◆ WORK ORDER ◆
Write what comes next in the article below on deceptive online marketing and consumer protection, picking up after its final sentence.

Also present was Justin Brookman, assistant attorney general of the New York State Attorney General's office. His presence was timely, since that office is taking action against Facebook for allowing children to engage the site with very little screening or protocol to protect kids.

Engel said that, often enough, marketers who engage in deceptive blogging get tripped up by their language or inauthenticity. Sony, for instance, had launched a blog touting PlayStation, called "All I want for Xmas is a PSP," reportedly promulgated by a hip-hop artist. "It wasn't too long before other bloggers got suspicious," she recalls. "Turns out it was not authentic, but a fake blog put up by a public relations firm." Sony, she says, admitted the error, and took the blog down. "The tip-off was the language."

She offers marketers these tips for avoiding tarnishing one's brand and getting unwanted attention from the FTC:

  • Tell the truth and don't be misleading.
  • Look at online content from consumer's point of view. "Not everyone is a sophisticated consumer. Make sure disclosures you make are straightforward to ordinary consumers."
  • Be careful with disclaimers and disclosures. "You have to make sure the information is understood by consumers.

Brookman, who noted that his office on Tuesday had subpoenaed Facebook, said most of the office's efforts have to do with companies' efforts to "regain control" of the information process by overt or implied threats.

"Accusations of false libel, for instance," he said, adding that the office has brought cases involving "anti-benchmarking" claims, in which a company says a consumer who buys its product can't post critical reviews or comparisons. "There have been cases where companies have tried to force customers to take down criticism from the Web. Although courts would throw it out, what such companies do is threaten lawsuits against bloggers."

He says his office has taken its condemnation further, saying that not only are such claims unenforceable, and suits brought against consumers on the basis of such claims without merit, but the claims themselves should be regarded as deceptive.

Brookman said the AG's office in 2002 brought a case against Network Associates [which makes McAfee anti-virus software], which, he said, had made it sound like it was a violation of federal law to test its software. "They had sought to coerce a small online magazine to take down their critique of the software. The judge refused to pursue the case and threw it out.

(Stored dataset items)
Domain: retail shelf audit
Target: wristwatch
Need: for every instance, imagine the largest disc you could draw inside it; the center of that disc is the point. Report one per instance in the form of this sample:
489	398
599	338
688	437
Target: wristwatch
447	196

◆ TASK OUTPUT ◆
"But," he added, "just putting these provisions in a contract is, in our opinion, deceptive. It has the ability to chill public conversation. We don't need to prove deception, or demonstrate deceptive practice, just a practice that has the tendency to deceive. Generally, we will be very skeptical about any prohibition on consumer speech."

Darren Bowie, assistant general counsel at AOL, says this year, as many as 48% of companies will deploy marketing on social-networking channels--an increase from 38% last year. "A flip side of user-generated content: what happens if all of a sudden blogs are criticizing your companies' products? What should you do? There have been actions brought by companies against bloggers; there have been more than 50 by corporations against individuals. The Media Law Research Center says four have gone to trial and with jury verdicts for the plaintiffs, the companies.

"It's important to look at the big picture. First, you need to think about whether filing a lawsuit will generate more adverse publicity and attention." He said that, by way of example, last month the A&P, a grocery-store chain, sued two college students who had worked there, and had produced a video "showing them in all sorts of antics with the company's produce.

The company has sued them for defamation and created backlash in the blogosphere. So it's a balancing act. Then, will you be able to locate, identify and find the people who are doing it? And even if you can find them, can you enforce the order? How enforceable is any relief you secure?"

His final piece of advice: "I would conclude that whether you are in-house counsel or not, check out what blogs are saying about your company."